__Work to be completed__
Pick out each entry line that contains the word "gold" and copy those lines.

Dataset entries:

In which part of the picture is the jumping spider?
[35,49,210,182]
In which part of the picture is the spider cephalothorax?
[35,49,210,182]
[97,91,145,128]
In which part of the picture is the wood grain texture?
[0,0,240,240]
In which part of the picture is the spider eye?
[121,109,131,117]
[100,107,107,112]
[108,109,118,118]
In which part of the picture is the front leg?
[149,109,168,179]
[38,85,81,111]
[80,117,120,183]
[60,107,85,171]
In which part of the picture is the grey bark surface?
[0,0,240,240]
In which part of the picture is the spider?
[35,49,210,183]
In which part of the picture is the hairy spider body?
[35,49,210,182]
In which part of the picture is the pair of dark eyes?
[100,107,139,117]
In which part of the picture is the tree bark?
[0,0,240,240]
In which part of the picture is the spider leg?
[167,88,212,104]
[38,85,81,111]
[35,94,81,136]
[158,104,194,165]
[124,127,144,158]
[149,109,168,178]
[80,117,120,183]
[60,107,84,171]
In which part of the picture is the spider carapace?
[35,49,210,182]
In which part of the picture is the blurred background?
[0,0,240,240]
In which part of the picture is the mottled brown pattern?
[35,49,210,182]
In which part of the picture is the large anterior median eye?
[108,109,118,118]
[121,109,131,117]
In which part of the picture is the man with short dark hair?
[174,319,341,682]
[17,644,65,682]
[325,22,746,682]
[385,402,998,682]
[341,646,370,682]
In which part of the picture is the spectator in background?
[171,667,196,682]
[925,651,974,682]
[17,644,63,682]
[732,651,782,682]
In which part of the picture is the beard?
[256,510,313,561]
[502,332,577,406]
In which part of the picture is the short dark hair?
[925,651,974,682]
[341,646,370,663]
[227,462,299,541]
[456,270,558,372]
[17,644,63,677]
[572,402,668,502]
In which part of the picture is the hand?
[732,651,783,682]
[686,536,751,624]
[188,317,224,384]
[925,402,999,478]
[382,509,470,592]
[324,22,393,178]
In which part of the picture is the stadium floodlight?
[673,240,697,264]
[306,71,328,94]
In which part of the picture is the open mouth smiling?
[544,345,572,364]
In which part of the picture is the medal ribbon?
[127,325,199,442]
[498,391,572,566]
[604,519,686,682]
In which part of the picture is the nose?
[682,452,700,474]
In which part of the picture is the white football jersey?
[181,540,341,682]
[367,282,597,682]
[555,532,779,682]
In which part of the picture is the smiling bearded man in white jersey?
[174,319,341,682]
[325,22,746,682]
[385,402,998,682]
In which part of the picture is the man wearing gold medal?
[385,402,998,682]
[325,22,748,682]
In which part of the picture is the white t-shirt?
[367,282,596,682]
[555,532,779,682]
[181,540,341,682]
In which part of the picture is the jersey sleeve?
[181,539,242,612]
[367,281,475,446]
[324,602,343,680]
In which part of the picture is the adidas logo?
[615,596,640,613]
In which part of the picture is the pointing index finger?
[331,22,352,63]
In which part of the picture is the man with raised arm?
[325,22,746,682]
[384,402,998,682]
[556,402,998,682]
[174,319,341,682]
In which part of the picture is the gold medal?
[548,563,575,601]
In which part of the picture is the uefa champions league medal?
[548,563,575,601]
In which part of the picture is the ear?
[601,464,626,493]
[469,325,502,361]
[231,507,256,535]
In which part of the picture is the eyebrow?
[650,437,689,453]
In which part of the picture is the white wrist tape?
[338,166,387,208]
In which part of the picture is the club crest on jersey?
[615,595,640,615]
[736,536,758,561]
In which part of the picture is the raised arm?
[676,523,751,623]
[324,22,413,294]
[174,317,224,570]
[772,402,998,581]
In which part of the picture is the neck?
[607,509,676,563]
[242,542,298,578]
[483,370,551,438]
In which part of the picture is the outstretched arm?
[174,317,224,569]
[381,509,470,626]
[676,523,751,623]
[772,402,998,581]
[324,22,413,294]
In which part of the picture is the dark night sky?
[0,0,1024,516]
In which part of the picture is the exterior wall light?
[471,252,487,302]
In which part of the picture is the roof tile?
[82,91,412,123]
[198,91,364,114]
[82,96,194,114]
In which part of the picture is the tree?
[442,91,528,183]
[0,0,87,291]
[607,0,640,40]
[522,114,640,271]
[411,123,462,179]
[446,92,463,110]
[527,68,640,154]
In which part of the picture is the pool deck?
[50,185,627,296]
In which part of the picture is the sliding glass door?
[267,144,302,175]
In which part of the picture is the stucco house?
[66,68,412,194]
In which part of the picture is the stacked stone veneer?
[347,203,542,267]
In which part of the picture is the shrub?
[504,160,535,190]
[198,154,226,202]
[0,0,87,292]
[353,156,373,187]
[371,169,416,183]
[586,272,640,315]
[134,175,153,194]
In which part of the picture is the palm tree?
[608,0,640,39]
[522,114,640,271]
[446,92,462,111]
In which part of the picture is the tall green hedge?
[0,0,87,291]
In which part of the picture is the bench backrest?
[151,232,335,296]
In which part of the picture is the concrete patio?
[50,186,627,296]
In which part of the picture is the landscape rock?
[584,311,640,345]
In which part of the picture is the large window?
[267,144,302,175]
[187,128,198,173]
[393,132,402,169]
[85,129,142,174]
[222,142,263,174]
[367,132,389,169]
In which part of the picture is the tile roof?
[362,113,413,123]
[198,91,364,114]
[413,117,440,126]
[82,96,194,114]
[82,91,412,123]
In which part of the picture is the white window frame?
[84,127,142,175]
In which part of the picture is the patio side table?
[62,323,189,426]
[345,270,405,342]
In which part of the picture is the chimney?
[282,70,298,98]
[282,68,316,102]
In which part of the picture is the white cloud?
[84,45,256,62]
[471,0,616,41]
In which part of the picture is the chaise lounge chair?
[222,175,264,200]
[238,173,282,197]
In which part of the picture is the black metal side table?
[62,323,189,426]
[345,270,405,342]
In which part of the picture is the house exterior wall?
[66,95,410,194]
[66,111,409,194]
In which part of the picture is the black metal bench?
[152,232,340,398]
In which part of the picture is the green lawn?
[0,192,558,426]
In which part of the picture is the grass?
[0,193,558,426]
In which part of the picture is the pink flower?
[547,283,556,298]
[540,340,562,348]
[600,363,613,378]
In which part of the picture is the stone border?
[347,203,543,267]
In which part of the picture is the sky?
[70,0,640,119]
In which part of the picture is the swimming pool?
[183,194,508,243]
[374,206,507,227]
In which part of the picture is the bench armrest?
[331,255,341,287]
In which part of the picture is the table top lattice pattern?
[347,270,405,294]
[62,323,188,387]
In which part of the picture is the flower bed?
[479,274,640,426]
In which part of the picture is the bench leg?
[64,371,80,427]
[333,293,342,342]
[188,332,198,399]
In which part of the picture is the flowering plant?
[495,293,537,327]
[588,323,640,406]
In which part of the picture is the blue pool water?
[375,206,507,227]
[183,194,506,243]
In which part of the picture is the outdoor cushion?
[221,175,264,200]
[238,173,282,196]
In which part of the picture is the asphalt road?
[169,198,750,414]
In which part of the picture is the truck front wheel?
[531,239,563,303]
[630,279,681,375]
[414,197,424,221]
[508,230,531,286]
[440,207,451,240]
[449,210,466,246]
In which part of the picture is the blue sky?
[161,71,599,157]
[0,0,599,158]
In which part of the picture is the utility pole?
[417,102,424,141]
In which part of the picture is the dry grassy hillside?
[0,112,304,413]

__Response to the exercise__
In which part of the picture is the man wearing gold medal?
In which part of the picture is the gold medal?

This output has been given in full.